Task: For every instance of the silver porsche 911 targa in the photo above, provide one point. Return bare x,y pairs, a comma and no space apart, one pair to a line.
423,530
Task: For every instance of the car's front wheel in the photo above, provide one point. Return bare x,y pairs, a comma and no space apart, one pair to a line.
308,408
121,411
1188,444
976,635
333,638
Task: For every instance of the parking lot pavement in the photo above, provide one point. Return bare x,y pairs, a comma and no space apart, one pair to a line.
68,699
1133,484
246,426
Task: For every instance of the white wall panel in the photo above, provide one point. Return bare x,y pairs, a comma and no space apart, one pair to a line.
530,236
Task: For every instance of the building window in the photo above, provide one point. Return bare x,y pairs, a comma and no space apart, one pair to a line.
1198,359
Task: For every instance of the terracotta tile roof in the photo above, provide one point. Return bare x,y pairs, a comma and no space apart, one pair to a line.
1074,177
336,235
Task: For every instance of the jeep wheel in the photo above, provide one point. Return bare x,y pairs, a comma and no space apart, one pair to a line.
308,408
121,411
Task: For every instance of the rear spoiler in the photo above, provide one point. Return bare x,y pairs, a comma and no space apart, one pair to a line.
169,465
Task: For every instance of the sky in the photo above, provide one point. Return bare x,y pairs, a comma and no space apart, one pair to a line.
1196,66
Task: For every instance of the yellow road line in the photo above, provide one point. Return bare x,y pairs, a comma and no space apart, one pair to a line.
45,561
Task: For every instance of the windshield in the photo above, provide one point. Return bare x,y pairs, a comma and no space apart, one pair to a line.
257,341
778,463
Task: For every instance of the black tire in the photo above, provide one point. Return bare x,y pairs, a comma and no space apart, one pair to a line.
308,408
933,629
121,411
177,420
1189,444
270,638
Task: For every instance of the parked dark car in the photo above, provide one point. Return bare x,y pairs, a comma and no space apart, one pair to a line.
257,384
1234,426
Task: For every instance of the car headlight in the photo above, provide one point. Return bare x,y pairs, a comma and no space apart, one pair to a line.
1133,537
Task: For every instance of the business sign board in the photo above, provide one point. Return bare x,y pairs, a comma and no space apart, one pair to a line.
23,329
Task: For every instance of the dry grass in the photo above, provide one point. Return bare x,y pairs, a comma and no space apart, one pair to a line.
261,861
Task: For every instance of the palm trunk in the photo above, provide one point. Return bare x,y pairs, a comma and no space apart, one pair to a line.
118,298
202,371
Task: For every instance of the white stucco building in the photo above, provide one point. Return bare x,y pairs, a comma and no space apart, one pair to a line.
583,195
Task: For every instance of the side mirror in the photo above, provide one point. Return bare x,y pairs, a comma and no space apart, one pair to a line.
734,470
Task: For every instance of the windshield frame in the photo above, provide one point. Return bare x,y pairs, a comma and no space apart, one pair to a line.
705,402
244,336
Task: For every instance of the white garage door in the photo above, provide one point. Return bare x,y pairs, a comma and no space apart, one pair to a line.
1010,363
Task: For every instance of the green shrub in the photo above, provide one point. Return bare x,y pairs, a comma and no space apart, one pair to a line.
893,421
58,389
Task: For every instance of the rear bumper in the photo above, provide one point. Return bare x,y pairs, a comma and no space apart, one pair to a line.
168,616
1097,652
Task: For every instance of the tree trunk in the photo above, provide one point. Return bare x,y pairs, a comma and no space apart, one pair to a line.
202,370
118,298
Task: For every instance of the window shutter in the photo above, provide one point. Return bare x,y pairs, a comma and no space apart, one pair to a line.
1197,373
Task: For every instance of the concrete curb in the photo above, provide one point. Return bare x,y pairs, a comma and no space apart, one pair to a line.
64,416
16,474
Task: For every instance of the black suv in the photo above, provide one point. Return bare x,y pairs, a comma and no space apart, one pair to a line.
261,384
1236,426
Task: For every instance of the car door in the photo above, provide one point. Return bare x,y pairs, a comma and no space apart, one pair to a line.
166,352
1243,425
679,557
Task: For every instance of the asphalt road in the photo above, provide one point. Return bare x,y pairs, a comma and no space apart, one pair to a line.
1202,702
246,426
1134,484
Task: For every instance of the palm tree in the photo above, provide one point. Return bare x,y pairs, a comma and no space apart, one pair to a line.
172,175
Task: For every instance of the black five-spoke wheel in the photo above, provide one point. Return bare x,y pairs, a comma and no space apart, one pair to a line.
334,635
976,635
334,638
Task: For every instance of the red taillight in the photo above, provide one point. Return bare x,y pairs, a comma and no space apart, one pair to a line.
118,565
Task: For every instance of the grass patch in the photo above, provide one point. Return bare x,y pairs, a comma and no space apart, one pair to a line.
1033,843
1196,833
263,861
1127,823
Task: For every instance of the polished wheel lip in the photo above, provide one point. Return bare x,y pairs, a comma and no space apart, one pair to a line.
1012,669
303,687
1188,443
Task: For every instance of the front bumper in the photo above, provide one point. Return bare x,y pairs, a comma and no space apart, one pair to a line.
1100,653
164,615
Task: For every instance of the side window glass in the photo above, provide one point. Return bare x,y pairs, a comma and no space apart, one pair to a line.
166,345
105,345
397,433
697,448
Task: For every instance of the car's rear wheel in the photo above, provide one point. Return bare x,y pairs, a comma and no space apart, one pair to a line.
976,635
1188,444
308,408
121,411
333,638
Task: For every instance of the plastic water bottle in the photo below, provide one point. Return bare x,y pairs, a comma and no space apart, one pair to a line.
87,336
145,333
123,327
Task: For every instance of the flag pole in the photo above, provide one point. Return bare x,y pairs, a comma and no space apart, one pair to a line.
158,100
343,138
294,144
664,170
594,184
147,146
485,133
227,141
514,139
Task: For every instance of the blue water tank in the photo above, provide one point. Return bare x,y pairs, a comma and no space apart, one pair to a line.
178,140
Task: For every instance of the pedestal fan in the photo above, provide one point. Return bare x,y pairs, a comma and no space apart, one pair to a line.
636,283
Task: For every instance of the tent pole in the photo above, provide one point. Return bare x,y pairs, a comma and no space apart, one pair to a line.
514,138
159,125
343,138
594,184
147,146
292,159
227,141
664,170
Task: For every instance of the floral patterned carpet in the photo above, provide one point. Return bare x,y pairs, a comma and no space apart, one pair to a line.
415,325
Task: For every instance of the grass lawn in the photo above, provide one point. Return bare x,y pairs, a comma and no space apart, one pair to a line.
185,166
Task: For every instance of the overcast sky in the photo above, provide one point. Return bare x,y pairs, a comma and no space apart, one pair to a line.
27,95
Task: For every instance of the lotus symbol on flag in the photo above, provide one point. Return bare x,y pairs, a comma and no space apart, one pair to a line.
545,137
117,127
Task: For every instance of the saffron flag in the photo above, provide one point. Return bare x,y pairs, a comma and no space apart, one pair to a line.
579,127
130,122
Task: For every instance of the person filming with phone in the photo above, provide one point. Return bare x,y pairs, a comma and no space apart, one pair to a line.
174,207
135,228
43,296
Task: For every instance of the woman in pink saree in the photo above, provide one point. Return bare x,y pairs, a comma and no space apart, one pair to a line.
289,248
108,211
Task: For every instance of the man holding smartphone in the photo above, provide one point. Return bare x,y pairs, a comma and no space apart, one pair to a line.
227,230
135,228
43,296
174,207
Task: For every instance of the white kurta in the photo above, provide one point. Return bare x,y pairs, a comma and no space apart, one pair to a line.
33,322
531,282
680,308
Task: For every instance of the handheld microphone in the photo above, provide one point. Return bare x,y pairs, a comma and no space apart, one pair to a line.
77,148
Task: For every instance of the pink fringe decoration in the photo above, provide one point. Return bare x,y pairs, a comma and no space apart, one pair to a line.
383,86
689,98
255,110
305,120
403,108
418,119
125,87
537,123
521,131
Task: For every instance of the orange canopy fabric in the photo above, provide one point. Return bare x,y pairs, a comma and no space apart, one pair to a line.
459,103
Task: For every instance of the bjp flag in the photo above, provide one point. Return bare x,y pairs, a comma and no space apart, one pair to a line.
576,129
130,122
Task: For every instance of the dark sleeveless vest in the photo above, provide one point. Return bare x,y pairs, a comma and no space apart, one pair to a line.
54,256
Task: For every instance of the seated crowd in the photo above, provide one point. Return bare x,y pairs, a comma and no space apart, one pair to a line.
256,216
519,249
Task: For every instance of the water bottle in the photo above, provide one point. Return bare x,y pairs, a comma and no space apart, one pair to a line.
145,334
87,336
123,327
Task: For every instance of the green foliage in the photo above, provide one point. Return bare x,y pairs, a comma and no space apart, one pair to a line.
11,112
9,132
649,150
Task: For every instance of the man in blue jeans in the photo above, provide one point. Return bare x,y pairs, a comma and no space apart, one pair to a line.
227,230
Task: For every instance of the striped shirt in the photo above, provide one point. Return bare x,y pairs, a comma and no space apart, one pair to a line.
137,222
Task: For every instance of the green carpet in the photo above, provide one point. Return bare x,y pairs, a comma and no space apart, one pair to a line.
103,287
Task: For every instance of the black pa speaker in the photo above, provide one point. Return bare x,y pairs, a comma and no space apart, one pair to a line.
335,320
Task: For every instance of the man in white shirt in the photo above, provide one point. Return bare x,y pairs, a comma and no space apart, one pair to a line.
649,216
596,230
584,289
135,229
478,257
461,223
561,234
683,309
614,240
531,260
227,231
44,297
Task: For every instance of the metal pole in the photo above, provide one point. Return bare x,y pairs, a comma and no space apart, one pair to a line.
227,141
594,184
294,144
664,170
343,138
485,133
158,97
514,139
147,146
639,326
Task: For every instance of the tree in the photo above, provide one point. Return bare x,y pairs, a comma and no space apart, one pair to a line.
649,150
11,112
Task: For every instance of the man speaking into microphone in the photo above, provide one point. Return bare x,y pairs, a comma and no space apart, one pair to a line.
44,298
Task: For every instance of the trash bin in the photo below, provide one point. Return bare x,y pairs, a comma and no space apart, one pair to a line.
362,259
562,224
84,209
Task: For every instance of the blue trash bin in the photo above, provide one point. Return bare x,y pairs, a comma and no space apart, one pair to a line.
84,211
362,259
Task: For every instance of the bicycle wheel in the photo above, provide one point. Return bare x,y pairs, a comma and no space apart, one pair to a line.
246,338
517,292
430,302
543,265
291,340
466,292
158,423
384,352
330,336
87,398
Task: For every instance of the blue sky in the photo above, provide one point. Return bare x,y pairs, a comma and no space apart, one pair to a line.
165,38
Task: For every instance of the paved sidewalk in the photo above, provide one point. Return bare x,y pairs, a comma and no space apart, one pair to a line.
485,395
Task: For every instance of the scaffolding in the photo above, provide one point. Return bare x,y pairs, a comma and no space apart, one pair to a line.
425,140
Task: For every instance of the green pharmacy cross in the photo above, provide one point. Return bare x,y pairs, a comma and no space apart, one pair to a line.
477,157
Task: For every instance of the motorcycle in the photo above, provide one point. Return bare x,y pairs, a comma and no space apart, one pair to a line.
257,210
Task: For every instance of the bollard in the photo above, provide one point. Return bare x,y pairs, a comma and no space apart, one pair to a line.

# # #

WORK TO COMPLETE
With the line containing "Task: For every instance of the blue trash" as the start and the last line of the entries as the end, print that whole span exactly.

TASK OUTPUT
Task: For every instance of the blue trash bin in the photo above, provide one point. Return bare x,y pairs, a comma and no space apart, one pair to a line.
84,211
362,259
Task: For every instance of the bicycle wheel in the photo above, provide one point. Return bare x,y pairs, a comma and no space apart, one pair to a line.
246,338
517,292
430,302
543,265
291,340
466,292
158,423
384,352
330,336
87,398
Task: For every instance of the blue sky in the photo above, provide one point. Return bare x,y pairs, a comma and no space apart, one pair to a line.
165,38
Task: For every instance of the paved sidewalk in the photo above, provide one point. Return bare x,y pairs, a comma and no space apart, one pair to a line.
485,395
Task: For every instance of the scaffolding in the photo above, provide one point. Return bare x,y pairs, a comma and no space apart, one pair to a line.
425,140
Task: For every instance of the green pharmacy cross in the photo above, provide one point. Return bare x,y pairs, a comma and no space apart, one pair to a line.
477,157
Task: For every instance of the motorcycle in the photo above, provide one point. Return bare x,y pairs, a comma and no space apart, one pair to a line.
257,210
Task: For every instance of the bollard in the photo above, provide one point. Return bare x,y pairs, a comma and no space apart, one pair to a line.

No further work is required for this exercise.